WORK TO DO
Copy out the entries below, substituting "Could I ask you" for every occurrence of "Might I ask you" and changing nothing else.

Excerpts of location labeling data:
※

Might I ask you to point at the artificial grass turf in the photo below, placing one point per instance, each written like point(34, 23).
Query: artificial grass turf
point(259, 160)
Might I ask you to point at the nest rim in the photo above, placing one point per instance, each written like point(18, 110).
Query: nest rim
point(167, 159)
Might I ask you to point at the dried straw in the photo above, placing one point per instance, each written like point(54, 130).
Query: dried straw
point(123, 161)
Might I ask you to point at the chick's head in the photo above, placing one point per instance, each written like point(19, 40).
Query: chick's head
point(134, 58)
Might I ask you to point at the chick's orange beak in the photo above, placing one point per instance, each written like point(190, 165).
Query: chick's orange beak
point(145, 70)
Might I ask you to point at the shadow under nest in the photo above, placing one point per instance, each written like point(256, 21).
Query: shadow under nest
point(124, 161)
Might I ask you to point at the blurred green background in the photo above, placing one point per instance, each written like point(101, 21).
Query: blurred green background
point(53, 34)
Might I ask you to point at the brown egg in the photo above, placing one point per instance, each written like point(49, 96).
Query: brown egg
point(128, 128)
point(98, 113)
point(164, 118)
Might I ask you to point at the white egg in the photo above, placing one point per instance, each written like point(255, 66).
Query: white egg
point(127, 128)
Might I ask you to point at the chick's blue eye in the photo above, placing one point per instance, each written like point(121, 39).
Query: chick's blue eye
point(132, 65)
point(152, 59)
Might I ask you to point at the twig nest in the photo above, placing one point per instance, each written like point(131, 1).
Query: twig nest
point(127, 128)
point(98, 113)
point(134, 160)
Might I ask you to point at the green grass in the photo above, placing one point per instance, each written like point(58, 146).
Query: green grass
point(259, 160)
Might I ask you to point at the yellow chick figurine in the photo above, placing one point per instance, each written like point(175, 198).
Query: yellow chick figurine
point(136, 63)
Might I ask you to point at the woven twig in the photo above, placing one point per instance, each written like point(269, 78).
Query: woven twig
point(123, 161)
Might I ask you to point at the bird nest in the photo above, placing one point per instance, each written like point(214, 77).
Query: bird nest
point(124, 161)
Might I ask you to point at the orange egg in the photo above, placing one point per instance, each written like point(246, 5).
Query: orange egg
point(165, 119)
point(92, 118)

※

RESPONSE TO THE EXERCISE
Could I ask you to point at the artificial grass turf in the photo below, placing one point per instance, each written like point(34, 23).
Query: artificial grass turf
point(259, 160)
Could I ask you to point at the nest rim in the photo above, placing one point per instance, each written like point(18, 110).
Query: nest rim
point(167, 159)
Could I ask you to point at the dried straw in the photo above, placing one point per instance, each written like point(54, 130).
Query: dried straw
point(123, 161)
Could I ask you to point at the chick's head in the photo above, placing one point per instance, each written like point(19, 40).
Query: chick's head
point(134, 58)
Could I ask you to point at the chick's orange beak in the photo above, placing one point per instance, each written like point(190, 165).
Query: chick's orange beak
point(145, 70)
Could I ask you to point at the shadow under nest in the photo above, placing one point per instance, each written like point(256, 21).
Query: shadow under nest
point(124, 161)
Could I ask you to point at the blurred green background in the photo above, placing one point per instance, each written like point(101, 21).
Query: blurred green background
point(53, 34)
Could I ask you to point at the brown egg in the photo above, placing one point per instance, each written like point(49, 96).
Query: brown egg
point(128, 128)
point(98, 113)
point(164, 118)
Could I ask you to point at the white egg in the photo above, placing one point per instance, each written like point(255, 66).
Query: white egg
point(127, 128)
Could I ask you to point at the chick's blue eye in the photo above, placing one point per instance, each written like point(121, 39).
Query: chick's blue eye
point(132, 65)
point(152, 59)
Could I ask you to point at the twig nest in the photo above, placing one point per instance, each written like point(131, 1).
Query: twig nest
point(127, 128)
point(98, 113)
point(134, 160)
Could I ask you to point at the green grass in the photo above, placing one point per instance, each written like point(58, 146).
Query: green grass
point(259, 160)
Could I ask you to point at the yellow chick figurine in the photo above, placing one point per instance, each written like point(175, 198).
Query: yellow chick figurine
point(136, 63)
Could I ask you to point at the woven twig in the photo above, placing one point per instance, each written like point(269, 78).
Query: woven twig
point(123, 161)
Could I ask you to point at the bird nest in the photo above, placing one point per instance, each written like point(214, 77).
Query: bird nest
point(124, 161)
Could I ask you to point at the orange egg in the photo above, placing one point per instance, each written like point(246, 5).
Query: orange egg
point(165, 119)
point(92, 118)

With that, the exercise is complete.